• _Entries shown_
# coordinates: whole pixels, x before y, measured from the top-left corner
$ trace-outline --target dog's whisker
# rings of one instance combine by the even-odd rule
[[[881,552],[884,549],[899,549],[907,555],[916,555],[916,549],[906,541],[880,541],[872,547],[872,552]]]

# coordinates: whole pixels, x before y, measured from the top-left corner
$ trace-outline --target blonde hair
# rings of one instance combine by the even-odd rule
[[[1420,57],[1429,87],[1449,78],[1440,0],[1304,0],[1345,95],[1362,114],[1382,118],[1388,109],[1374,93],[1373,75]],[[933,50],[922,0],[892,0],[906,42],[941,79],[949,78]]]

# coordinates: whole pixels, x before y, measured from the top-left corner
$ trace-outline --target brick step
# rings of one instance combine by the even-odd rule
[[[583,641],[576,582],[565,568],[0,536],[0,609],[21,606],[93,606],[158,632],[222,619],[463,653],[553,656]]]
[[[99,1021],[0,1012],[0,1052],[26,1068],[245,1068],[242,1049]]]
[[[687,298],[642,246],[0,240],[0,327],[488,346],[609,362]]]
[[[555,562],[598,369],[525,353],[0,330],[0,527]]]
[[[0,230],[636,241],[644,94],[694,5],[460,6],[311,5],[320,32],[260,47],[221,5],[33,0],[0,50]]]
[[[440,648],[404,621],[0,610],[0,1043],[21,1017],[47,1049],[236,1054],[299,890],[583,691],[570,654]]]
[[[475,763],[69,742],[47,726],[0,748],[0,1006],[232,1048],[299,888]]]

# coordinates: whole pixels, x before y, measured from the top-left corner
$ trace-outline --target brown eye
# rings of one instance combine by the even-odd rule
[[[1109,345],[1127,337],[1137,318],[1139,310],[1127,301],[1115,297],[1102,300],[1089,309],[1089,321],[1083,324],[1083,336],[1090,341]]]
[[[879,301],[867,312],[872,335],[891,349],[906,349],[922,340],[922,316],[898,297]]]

• _Task statement_
Return the data exactly, every line included.

• _Solved exercise_
# coordinates: whole pixels, x before y, measured from the top-left corner
$ trace-outline --target dog's whisker
# rings of one instance combine by the even-odd rule
[[[881,552],[884,549],[899,549],[907,555],[916,555],[916,549],[906,541],[880,541],[872,547],[872,552]]]

# coordinates: whole pixels, x before y, measured from the top-left corner
$ trace-outline --target blonde hair
# rings of one instance combine by the even-odd rule
[[[1420,57],[1429,87],[1449,78],[1440,0],[1304,0],[1345,95],[1362,114],[1382,118],[1388,109],[1374,93],[1373,75]],[[933,50],[922,0],[892,0],[906,42],[941,79],[949,78]]]

# coordinates: whole pixels, x before y, measured from the top-left corner
$ trace-outline --target brick step
# rings of one instance combine by the even-odd rule
[[[583,641],[576,582],[565,568],[0,536],[0,609],[21,606],[93,606],[158,632],[222,619],[463,653],[553,656]]]
[[[99,1021],[0,1012],[0,1052],[26,1068],[245,1068],[242,1049]]]
[[[687,298],[642,246],[0,240],[0,327],[488,346],[609,362]]]
[[[555,562],[598,369],[525,353],[0,330],[0,527]]]
[[[0,230],[636,241],[644,94],[694,5],[460,6],[311,5],[320,32],[260,47],[221,5],[33,0],[0,50]]]
[[[440,648],[404,621],[0,610],[0,1043],[21,1017],[47,1049],[236,1054],[299,890],[583,691],[570,654]]]
[[[475,763],[69,742],[47,726],[0,748],[0,1006],[232,1048],[299,888]]]

# coordinates: whole pixels, x before y, measured from the top-left corner
$ trace-outline --target brown eye
# rings of one instance combine by the even-odd rule
[[[1109,345],[1127,337],[1137,318],[1139,310],[1127,301],[1115,297],[1102,300],[1089,309],[1089,321],[1083,324],[1083,336],[1090,341]]]
[[[879,301],[867,312],[872,335],[891,349],[906,349],[922,340],[922,316],[898,297]]]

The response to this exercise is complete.